> [Actions to take]
(1) According to the EasyML page, what kind of framework is EasyML?
(2) List every task that the EasyML page says EasyML takes the guesswork out of.
(3) Carry on the EasyML page from the point where it stops.

> [Given passage]
····················

EasyML
You can't do machine learning in Ruby.
Deploy models in minutes, not months.
What is EasyML?
EasyML is a low code/no code, end-to-end machine learning framework for Ruby on Rails.
Get productionized models in minutes. It takes the guesswork out of:
- Preprocessing data
- Storing and batch computing features
- Training models
- Metric visualization
- Deployment and versioning
- Evaluating model performance
With a dead-simple point-and-click interface, EasyML makes it stupid easy to train and deploy.
Oh yeah, and it's open source!
Features
- No Code (if you want): EasyML ships as a Rails engine. Just mount it in your app and get started.
- Opinionated Framework: Provides a structured approach to data and model management, ensuring best practices are followed.
- Model Lifecycle On Rails: Want predictions directly from your Rails app? You can do that.
- Easily Extensible: Want a model that's not supported? Send a pull request!
Current and Planned Features
Models Available
XGBoost | LightGBM | TensorFlow | PyTorch |
---|---|---|---|
✅ | ❌ | ❌ | ❌ |
Datasources Available
S3 | File | Polars | SQL Databases | REST APIs |
---|---|---|---|---|
✅ | ✅ | ✅ | ❌ | ❌ |
Note: Features marked with ❌ are part of the roadmap and are not yet implemented.
Quick Start:
Building a Production pipeline is as easy as 1,2,3!
1. Create Your Dataset
class MyDataset < EasyML::Data::Dataset
datasource :s3, s3_bucket: "my-bucket" # Every time the data changes, we'll pull new data
target "revenue" # What are we trying to predict?
splitter :date, date_column: "created_at" # How should we partition data into training, test, and validation datasets?

····················

> [Dataset content]
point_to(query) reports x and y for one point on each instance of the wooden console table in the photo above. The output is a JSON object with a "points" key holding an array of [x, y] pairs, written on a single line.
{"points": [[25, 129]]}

····················

> [Outputs for the tasks]
(1) A low code/no code, end-to-end machine learning framework for Ruby on Rails.

(2) Preprocessing data; storing and batch computing features; training models; metric visualization; deployment and versioning; evaluating model performance.

(3)
transforms DataPipeline # Class that manages data transformation, adding new columns, etc.
preprocessing_steps({
training: {
annual_revenue: { median: true, clip: { min: 0, max: 500_000 } }
}
}) # If annual revenue is missing, use the median value, after clipping the values into the approved list
end
2. Create a Model
class MyModel < EasyML::Models::XGBoost
dataset MyDataset
task :regression # Or classification
hyperparameters({
max_depth: 5,
learning_rate: 0.1,
objective: "reg:squarederror"
})
end
3. Create a Trainer
class MyTrainer < EasyML::Trainer
model MyModel
evaluator MyMetrics
end
class MyMetrics
def metric_we_make_money(y_pred, y_true)
return true if model_makes_money?
return false if model_lose_money?
end
def metric_sales_team_has_enough_leads(y_pred, y_true)
return false if sales_will_be_sitting_on_their_hands?
end
end
Now you're ready to predict in production!
MyTrainer.train # Yay, we did it!
MyTrainer.deploy # Let the production hosts know it's live!
MyTrainer.predict(customer_data: "I am worth a lot of money")
# prediction: true!
Mount The Engine
Rails.application.routes.draw do
mount EasyML::Engine, at: "easy_ml"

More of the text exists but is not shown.